## What to work on
Scan the data beneath this task and copy each line that includes "floor".

## Provided data
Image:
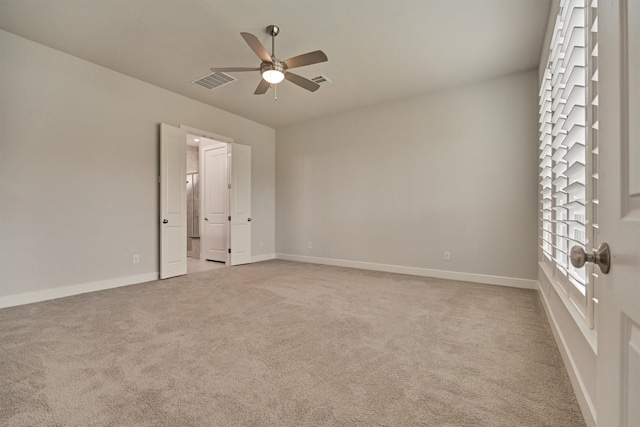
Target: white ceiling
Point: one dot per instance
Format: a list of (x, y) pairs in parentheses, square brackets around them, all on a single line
[(379, 50)]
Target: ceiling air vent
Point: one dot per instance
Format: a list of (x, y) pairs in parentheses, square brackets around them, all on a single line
[(320, 79), (214, 80)]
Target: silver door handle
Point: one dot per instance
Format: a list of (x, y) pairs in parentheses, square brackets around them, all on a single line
[(602, 257)]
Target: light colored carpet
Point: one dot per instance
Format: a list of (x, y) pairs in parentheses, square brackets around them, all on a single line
[(285, 344)]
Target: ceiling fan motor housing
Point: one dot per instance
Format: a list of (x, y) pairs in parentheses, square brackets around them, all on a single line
[(275, 65)]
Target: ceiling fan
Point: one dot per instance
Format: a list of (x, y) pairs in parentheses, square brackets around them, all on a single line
[(273, 70)]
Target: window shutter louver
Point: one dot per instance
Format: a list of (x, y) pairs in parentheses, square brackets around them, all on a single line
[(567, 105)]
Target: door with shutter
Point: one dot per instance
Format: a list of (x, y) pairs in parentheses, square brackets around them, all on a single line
[(618, 399)]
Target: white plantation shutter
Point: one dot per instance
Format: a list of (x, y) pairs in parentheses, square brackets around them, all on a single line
[(567, 212)]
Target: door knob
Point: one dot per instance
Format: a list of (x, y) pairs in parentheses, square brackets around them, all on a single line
[(602, 257)]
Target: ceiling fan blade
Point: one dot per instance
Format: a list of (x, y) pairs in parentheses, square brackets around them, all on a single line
[(231, 69), (262, 87), (306, 59), (257, 47), (301, 81)]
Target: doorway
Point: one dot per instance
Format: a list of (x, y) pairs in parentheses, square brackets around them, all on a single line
[(207, 196), (232, 200)]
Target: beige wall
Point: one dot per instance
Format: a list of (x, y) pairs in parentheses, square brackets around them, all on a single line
[(401, 183), (79, 168)]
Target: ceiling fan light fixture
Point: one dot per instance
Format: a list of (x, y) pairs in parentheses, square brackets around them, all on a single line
[(272, 73)]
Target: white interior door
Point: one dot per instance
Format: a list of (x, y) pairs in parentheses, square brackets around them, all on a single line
[(240, 201), (173, 202), (618, 315), (216, 200)]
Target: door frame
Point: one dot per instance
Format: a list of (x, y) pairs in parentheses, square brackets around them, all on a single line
[(218, 138)]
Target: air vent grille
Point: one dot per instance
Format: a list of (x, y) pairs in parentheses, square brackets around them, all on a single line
[(320, 79), (214, 80)]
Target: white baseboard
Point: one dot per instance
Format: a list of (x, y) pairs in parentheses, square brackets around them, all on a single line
[(582, 395), (416, 271), (265, 257), (66, 291)]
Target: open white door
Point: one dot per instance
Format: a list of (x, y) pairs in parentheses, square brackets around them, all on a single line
[(173, 202), (618, 315), (240, 201), (216, 198)]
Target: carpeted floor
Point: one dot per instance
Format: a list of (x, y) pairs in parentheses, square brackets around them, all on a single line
[(281, 343)]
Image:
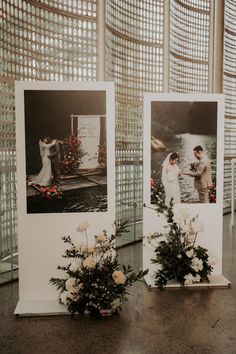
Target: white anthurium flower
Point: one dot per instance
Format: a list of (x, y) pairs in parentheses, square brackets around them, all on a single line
[(191, 238), (100, 237), (76, 265), (197, 264), (89, 262), (71, 284), (181, 216), (197, 278), (190, 253), (197, 226), (211, 261), (83, 226), (186, 228), (189, 279), (119, 277), (64, 297)]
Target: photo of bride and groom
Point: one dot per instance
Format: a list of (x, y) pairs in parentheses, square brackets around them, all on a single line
[(183, 150), (200, 171), (50, 158)]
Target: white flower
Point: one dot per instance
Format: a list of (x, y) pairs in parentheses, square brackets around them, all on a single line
[(79, 245), (189, 279), (91, 249), (89, 262), (116, 304), (101, 238), (71, 284), (190, 253), (197, 226), (118, 276), (211, 261), (64, 297), (83, 226), (191, 238), (197, 264), (76, 265), (197, 278), (186, 228), (181, 216)]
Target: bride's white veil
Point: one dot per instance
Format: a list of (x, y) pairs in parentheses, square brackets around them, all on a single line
[(164, 167)]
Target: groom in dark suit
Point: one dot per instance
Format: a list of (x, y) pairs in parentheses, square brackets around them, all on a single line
[(55, 158), (202, 174)]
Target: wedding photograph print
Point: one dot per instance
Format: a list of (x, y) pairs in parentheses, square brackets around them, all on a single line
[(184, 150), (66, 151)]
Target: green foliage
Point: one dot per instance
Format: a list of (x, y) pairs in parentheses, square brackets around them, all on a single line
[(177, 255), (95, 280)]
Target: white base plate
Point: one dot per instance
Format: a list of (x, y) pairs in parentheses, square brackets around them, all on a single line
[(215, 281), (40, 308)]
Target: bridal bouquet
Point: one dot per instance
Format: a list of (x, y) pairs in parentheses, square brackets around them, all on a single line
[(94, 280), (176, 251)]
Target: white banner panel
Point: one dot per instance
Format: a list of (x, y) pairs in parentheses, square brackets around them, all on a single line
[(178, 123), (43, 113)]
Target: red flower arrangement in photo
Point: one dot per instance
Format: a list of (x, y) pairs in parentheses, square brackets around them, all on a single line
[(73, 154), (212, 193), (50, 192)]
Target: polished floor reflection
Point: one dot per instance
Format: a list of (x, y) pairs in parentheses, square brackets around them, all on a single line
[(170, 321)]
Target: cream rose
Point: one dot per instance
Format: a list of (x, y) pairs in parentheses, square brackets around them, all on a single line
[(197, 227), (101, 238), (71, 284), (197, 264), (76, 265), (89, 262), (118, 277), (190, 253)]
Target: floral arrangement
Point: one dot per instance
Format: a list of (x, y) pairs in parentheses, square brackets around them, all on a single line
[(52, 192), (73, 154), (176, 251), (94, 280)]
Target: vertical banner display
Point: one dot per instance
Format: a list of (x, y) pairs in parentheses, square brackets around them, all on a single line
[(66, 176), (177, 123)]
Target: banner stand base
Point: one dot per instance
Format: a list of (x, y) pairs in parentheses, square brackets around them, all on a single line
[(40, 308), (215, 281)]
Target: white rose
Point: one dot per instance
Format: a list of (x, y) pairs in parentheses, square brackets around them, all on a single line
[(181, 216), (76, 265), (211, 261), (83, 226), (197, 227), (91, 249), (190, 253), (64, 297), (197, 264), (116, 304), (189, 279), (191, 238), (118, 276), (101, 238), (89, 262), (197, 278), (71, 284), (79, 245)]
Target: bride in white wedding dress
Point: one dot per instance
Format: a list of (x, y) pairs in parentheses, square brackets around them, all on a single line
[(170, 178), (45, 175)]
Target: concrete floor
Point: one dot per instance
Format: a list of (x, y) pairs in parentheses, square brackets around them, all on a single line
[(171, 321)]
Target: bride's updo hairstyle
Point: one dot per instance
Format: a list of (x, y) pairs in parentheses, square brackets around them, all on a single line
[(174, 156)]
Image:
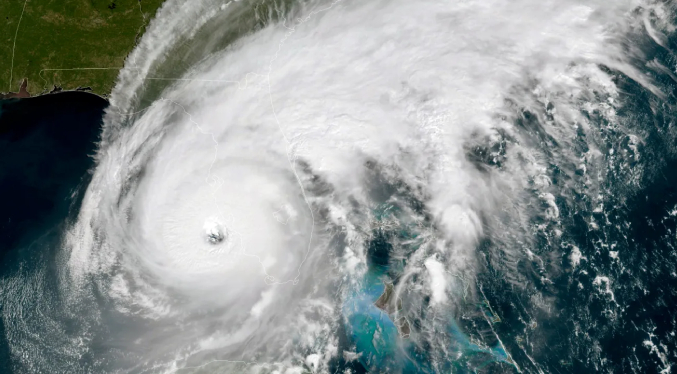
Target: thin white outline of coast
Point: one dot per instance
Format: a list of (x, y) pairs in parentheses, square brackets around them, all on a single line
[(16, 33), (217, 182)]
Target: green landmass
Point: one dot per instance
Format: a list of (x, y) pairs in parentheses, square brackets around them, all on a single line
[(92, 38)]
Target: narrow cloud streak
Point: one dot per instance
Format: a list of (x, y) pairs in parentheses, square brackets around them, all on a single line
[(212, 209)]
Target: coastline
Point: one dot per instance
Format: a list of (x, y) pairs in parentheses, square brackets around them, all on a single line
[(23, 93)]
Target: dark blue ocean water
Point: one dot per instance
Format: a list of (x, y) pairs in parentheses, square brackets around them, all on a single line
[(46, 144), (616, 311)]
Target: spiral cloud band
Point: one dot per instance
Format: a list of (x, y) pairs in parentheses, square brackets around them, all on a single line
[(271, 172)]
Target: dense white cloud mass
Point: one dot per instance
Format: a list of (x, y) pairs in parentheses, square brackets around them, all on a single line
[(239, 180)]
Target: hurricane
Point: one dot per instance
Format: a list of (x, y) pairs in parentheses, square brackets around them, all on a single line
[(379, 186)]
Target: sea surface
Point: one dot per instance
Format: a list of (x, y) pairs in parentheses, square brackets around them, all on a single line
[(47, 145), (433, 198)]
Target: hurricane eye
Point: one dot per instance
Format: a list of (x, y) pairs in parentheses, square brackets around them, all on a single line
[(214, 231)]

## Expected output
Target: carpeted floor
Target: polished floor reflection
Target: concrete floor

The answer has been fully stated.